## What to produce
Rewrite the items below, changing every "Target" to "Label" and leaving everything else as it is.

Point labeling items

· · · · · · ·

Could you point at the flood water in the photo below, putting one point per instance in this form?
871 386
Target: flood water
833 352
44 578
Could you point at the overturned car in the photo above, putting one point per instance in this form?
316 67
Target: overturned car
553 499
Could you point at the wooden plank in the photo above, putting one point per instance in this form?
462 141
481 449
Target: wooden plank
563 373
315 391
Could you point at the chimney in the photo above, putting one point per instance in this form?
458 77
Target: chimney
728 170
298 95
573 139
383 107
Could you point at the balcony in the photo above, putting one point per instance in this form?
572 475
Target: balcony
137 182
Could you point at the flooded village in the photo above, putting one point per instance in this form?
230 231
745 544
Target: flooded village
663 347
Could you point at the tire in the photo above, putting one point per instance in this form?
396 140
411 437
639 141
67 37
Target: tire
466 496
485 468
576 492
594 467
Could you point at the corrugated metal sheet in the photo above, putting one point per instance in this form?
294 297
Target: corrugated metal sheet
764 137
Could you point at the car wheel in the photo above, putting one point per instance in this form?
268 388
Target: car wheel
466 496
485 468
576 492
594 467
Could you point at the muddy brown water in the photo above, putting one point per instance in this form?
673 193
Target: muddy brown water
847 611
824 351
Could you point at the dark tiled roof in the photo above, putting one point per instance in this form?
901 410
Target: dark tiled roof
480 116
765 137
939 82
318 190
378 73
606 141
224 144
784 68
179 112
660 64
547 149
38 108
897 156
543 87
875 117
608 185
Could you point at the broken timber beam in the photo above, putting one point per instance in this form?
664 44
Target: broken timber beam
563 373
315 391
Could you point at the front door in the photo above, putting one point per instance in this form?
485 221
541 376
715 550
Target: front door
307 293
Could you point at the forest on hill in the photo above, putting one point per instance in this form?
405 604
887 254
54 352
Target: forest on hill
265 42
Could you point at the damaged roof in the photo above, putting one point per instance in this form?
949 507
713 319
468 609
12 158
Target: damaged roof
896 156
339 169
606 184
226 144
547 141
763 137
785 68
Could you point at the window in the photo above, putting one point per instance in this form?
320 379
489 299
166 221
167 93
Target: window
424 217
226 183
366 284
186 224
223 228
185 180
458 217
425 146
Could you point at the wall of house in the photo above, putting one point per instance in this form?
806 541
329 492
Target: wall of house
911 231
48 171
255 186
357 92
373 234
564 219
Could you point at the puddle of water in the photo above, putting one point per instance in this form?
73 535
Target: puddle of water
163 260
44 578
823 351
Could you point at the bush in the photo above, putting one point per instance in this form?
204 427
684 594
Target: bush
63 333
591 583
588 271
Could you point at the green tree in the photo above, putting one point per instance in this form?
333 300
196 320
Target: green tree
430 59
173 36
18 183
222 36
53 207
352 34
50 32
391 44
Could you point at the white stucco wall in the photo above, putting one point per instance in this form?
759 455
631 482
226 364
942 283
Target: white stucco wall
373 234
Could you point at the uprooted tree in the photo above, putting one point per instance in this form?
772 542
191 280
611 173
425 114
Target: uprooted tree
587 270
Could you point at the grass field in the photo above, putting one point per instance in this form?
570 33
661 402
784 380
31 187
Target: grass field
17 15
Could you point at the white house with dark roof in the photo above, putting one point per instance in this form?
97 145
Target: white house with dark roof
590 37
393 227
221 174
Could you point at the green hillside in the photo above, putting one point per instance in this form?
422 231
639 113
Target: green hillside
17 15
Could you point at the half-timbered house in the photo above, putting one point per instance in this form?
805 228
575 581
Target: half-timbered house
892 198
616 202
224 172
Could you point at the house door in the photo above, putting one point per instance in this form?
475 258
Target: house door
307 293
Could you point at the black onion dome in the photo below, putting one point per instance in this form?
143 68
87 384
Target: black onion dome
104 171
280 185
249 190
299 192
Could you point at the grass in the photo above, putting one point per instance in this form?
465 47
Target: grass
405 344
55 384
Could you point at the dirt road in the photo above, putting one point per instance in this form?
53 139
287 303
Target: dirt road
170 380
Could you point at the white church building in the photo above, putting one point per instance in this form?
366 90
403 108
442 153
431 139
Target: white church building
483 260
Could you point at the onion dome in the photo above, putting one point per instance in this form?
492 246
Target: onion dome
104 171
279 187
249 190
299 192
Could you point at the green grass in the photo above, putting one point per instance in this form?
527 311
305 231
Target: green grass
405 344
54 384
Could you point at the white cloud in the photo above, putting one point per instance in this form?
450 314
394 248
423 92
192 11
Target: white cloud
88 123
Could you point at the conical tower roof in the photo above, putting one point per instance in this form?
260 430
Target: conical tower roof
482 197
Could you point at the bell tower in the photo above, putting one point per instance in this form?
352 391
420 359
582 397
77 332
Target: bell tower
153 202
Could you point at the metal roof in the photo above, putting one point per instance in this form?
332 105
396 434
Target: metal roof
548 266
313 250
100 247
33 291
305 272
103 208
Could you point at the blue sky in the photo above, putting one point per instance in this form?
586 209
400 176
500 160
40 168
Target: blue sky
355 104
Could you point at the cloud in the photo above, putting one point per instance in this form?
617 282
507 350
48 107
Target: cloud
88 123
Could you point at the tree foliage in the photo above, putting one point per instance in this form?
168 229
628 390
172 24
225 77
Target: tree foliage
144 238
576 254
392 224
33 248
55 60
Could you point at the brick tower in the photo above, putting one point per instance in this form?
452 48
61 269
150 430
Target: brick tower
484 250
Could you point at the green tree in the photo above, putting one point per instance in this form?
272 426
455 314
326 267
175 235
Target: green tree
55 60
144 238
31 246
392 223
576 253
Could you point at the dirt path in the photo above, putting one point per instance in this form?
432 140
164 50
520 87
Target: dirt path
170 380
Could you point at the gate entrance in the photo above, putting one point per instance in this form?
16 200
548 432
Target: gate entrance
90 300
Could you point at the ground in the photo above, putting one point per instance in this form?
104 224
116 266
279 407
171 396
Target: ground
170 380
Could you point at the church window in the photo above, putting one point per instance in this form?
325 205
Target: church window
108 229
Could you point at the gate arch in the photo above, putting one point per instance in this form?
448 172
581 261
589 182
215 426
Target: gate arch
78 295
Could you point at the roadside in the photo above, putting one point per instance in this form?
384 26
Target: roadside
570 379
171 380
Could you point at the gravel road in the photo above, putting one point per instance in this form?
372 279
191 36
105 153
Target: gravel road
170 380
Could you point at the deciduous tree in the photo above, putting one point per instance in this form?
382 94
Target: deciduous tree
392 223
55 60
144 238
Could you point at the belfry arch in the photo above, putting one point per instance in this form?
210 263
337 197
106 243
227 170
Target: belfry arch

· · · · · · ·

## Reply to the exercise
Could you point at the flood water in the photo below, putting one point per instance in this form?
871 386
Label: flood water
833 352
44 578
Could you point at the overturned car in the photo above, putting one point per instance in this form?
316 67
Label: overturned car
553 499
Could you point at the wooden plank in the photo above, putting one point per instance in this form?
462 141
481 449
Label: wooden plank
563 373
315 391
Could you point at the chimney in the photo above, putting one point per instance in this form?
458 77
Label: chimney
728 170
298 95
573 139
383 107
Could you point at the balcony in the photo above, putting one point per instance in this form?
572 475
Label: balcony
137 182
Could you point at the flooded village in the photo above, putting one point per instance in this form?
230 231
745 544
Label: flooded village
663 347
Could you point at the tire in the photo above, putting one point per instance in this form?
396 140
411 437
639 141
67 37
Label: tire
466 496
485 468
576 492
594 467
Could you point at the corrugated metal sheet in the photo above, putting one point per instance in this form?
294 297
Label: corrugated metal sheet
764 137
Could you point at the car wheel in the photo above, putting one point per instance in this form?
268 388
Label: car wheel
466 496
485 468
576 492
594 467
Could you point at the muddy brown water in the photo above, putting one point per instance in this form?
673 193
Label: muddy brown water
847 611
824 351
Could you point at the dark tiled roof in the photo above, putting one point per instance in this form?
901 410
Label: dark tiled roof
480 116
765 137
939 82
318 190
378 73
606 141
224 144
784 68
179 112
660 64
547 149
38 108
897 156
543 87
875 117
608 185
Could you point at the broken timber beam in the photo above, putting one point per instance in this form?
664 44
Label: broken timber beam
563 373
315 391
Could you point at the front door in the photo above, putting one point per instance in this form?
485 221
541 376
715 550
Label: front door
307 293
Could you point at the forest on hill in the photo above, putting one point per instance in this form?
405 604
887 254
54 352
Label: forest on hill
265 42
Could you point at the damaged roof in the photo above, putting one point per instance in this form?
949 507
713 319
468 609
12 158
Label: damaged roof
896 156
339 169
606 184
226 144
547 141
763 137
785 68
Could you point at the window in the photo above, putting one point per instance in this form?
320 379
489 299
166 221
167 93
Label: window
424 217
226 183
366 284
186 224
223 228
185 180
458 217
425 146
Could you point at the wall of house in the photo above, putting one point per instance in this form?
806 541
329 492
Label: wall of house
911 231
48 171
255 186
357 92
373 234
564 219
Could you point at the puddle of water in the photo above, putting one point per instance in this form?
73 535
Label: puddle of water
163 260
44 578
823 351
Could you point at the bush in the photo above, putting one point per instance in this form?
204 427
684 594
Label: bush
63 333
591 583
588 271
Could you point at the green tree in the photo above, putting one point per instance in this form?
333 300
196 320
Label: green tree
430 59
173 36
18 183
222 36
53 207
352 34
50 32
391 44
Could you point at the white stucco wall in the photo above, putting one point per instance in this form?
759 455
631 482
226 364
942 283
Label: white stucco wall
373 234
Could you point at the uprooted tree in the photo above, putting one point per instance in this form?
772 542
191 280
611 173
425 114
Label: uprooted tree
587 270
Could you point at the grass field in the photo above, putting one point per instance in this form?
570 33
661 402
784 380
31 187
Label: grass field
17 15
Could you point at the white house with dark roof in the photo above, putting one point per instance in this form?
97 145
Label: white house with dark roof
590 37
393 227
221 174
Could you point at the green hillside in the photo above, putting one point per instance in this form?
422 231
639 113
Label: green hillside
17 15
Could you point at the half-timbered house in the photo above, putting one point per instance in this form?
805 228
575 581
Label: half-timbered house
892 198
616 202
224 172
Could you point at the house door in the photo above, putting one point per instance in this form?
475 258
Label: house door
307 293
Could you point at the black onion dome in the photo below, putting one point per instance in this form?
143 68
87 384
Label: black onion dome
104 171
280 185
249 190
299 192
Could you point at the grass in the photo above, putting one point per instance in this form?
465 47
Label: grass
405 344
55 384
Could you point at the dirt road in the photo above, putting one point per instance in this form?
53 139
287 303
Label: dirt road
170 380
Could you point at the white church building in the photo above, putting one point per instance in this form?
366 90
403 108
442 153
431 139
Label: white church building
483 260
Could you point at the onion dome in the photo above, putting one point per instance in this form?
492 246
Label: onion dome
104 171
279 187
249 190
299 192
Could you point at the green grass in the photo above, putting one point per instance in this form?
527 311
305 231
Label: green grass
405 344
54 384
Could you point at the white cloud in the photo above, putting one point per instance in this form?
450 314
394 248
423 92
192 11
Label: white cloud
88 123
Could you point at the conical tower roof in the photo above, putting one point per instance in this form?
260 430
Label: conical tower roof
482 197
Could you point at the bell tower in the photo above, putting one point per instance in this form?
352 391
420 359
582 397
77 332
Label: bell tower
153 202
Could you point at the metal roof in the photo above, putting one point per instance in this form?
332 105
396 434
Label: metal roof
548 266
313 250
100 247
33 291
305 272
103 208
Could you point at the blue sky in the photo above, putting one point per instance in this form?
586 209
400 176
500 160
40 168
Label: blue sky
355 104
Could you point at the cloud in the photo above, putting one point per instance in this form?
617 282
507 350
48 107
Label: cloud
88 123
Could you point at the tree foliage in the photo above, putting one point per instance in this form?
168 229
628 390
172 24
225 77
Label: tree foliage
144 238
576 254
392 224
33 248
55 60
Could you point at the brick tower in the photo above, putting one point per instance in this form?
452 48
61 269
150 430
Label: brick tower
484 250
Could you point at the green tree in the photo above, putting one point per instance in this form?
272 426
455 314
326 267
175 235
Label: green tree
55 60
144 238
31 246
392 223
576 253
Could you point at the dirt path in the photo above, putting one point per instance in this form?
432 140
164 50
520 87
Label: dirt path
170 380
Could you point at the gate entrance in the photo above, putting one point per instance in this form?
16 200
548 432
Label: gate entrance
90 300
Could you point at the ground in the photo above, putting one point per instance in this form?
104 224
116 266
279 407
171 396
Label: ground
170 380
Could you point at the church window in the photo above, putting one point per instance in this form?
325 205
Label: church window
108 229
Could you point at the gate arch in the photo above, putting one point per instance in this form?
448 172
581 261
589 182
215 426
Label: gate arch
78 295
Could you point at the roadside in the photo above, putting one point per instance in this form?
384 26
Label: roadside
570 379
171 380
Could you point at the gravel road in the photo above, putting one point per instance in this form?
372 279
191 36
105 153
Label: gravel road
170 380
Could you point at the deciduous tree in the photo above, putting one point per instance in this form?
382 94
Label: deciduous tree
392 223
55 60
144 238
Could you point at the belfry arch in the photo above, putting one point per instance in this form?
210 263
337 197
106 243
227 170
Label: belfry arch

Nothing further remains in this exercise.